### Text section

When I sank the mud well, it went through 50 feet of clay and found 5 feet of gravel next to the bedrock.  The well driller tested the flow rate for the banker/code using a 5 gpm pump.  When I dropped my 10 gpm pump in the well, the additional flow caused mud to collapse in the well which plugged up the Goulds.  I had to get the well guy back to pump a few hundred gallons of water into the well to push back the mud and then he pushed a 5 gal pail of crushed stone down the well to help hold the mud back.  I don't know how much the mud affected the gpm capacity of the Goulds and am concerned that a new higher gpm pump might suck more mud in.  This is really getting complicated.


----------



## Valveman (Sep 27, 2009)

### Required task A
Gather every line in the records below that contains the string "ground" and copy each one.

### Excerpted data

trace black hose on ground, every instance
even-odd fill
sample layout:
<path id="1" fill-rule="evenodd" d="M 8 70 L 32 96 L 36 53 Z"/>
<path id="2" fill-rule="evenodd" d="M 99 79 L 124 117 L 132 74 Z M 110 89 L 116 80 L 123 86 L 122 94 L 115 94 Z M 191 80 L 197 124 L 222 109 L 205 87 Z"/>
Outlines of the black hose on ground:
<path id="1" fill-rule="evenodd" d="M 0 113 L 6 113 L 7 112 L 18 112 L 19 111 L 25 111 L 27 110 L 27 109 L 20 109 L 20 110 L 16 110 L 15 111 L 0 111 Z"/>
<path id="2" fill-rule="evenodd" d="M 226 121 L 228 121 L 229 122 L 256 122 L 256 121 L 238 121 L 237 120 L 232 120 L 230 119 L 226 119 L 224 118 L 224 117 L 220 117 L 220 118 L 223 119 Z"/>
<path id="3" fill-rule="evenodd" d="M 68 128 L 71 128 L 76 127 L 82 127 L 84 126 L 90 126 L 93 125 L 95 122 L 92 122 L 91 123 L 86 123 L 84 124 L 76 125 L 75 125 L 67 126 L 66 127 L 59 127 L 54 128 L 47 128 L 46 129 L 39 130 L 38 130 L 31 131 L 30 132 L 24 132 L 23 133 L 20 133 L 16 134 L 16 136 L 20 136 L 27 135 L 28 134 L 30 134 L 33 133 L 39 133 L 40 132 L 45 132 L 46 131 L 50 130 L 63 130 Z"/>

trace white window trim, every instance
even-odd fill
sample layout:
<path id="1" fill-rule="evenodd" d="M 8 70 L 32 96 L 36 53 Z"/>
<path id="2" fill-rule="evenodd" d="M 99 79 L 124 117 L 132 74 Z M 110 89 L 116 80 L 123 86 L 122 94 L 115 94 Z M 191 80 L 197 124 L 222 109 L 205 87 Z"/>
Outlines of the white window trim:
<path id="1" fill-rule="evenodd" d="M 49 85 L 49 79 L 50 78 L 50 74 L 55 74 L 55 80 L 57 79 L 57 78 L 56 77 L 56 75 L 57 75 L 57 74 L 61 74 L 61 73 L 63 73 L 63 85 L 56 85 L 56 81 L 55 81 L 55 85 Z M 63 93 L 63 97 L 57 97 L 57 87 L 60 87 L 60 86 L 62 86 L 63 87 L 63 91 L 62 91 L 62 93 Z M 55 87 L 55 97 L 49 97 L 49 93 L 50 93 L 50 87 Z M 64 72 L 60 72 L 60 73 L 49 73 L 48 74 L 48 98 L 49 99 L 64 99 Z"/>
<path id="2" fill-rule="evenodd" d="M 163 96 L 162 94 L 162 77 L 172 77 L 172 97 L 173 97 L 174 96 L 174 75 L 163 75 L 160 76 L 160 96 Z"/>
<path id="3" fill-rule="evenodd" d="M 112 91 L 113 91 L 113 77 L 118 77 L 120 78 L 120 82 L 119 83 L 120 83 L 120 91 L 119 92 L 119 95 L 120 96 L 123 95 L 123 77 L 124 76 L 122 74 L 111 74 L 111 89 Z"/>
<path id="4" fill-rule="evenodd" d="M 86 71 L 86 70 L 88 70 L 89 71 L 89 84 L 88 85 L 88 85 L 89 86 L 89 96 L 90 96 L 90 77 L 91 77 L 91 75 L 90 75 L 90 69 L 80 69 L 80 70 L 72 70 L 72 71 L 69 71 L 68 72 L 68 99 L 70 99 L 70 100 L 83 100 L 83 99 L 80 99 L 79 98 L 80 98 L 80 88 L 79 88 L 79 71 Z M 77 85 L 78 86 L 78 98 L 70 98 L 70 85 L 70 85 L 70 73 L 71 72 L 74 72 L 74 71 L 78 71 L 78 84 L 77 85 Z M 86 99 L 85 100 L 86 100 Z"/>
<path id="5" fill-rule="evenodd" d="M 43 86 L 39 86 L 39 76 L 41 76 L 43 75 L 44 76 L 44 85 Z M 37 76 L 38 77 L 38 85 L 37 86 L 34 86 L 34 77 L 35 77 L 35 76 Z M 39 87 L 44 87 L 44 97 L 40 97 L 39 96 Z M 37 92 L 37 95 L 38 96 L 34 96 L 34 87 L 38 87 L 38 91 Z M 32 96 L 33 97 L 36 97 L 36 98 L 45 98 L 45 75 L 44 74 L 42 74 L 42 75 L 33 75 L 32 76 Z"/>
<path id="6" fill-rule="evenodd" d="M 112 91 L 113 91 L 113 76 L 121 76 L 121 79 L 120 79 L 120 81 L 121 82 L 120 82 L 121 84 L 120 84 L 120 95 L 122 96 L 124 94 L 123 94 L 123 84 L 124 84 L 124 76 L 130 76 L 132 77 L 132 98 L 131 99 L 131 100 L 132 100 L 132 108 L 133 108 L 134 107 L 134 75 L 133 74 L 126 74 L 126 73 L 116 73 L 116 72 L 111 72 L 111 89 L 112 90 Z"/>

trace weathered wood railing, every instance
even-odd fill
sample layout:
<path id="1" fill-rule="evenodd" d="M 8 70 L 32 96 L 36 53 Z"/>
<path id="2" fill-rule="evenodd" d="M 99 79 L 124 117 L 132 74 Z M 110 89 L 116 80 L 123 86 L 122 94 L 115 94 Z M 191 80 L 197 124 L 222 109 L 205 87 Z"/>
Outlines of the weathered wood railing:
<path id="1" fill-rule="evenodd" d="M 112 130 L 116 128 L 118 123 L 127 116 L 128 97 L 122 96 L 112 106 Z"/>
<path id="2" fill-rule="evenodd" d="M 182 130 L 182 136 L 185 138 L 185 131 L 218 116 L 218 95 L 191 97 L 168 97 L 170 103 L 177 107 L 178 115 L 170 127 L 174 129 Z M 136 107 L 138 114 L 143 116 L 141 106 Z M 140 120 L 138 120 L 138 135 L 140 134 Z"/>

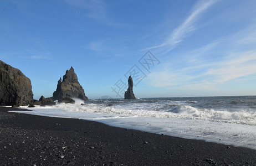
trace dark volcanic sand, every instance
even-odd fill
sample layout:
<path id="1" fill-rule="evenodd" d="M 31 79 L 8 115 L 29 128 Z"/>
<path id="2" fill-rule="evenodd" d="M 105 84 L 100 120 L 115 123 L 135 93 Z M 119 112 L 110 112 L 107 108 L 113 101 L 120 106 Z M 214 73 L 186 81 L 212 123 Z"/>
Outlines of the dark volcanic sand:
<path id="1" fill-rule="evenodd" d="M 0 107 L 1 165 L 256 165 L 248 148 L 14 110 Z"/>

### Required task B
In the post about the mud well, what size pump did the well driller use to test the flow rate?

### Correct answer A
trace black hose on ground, every instance
Outlines of the black hose on ground:

### Correct answer B
A 5 gpm pump.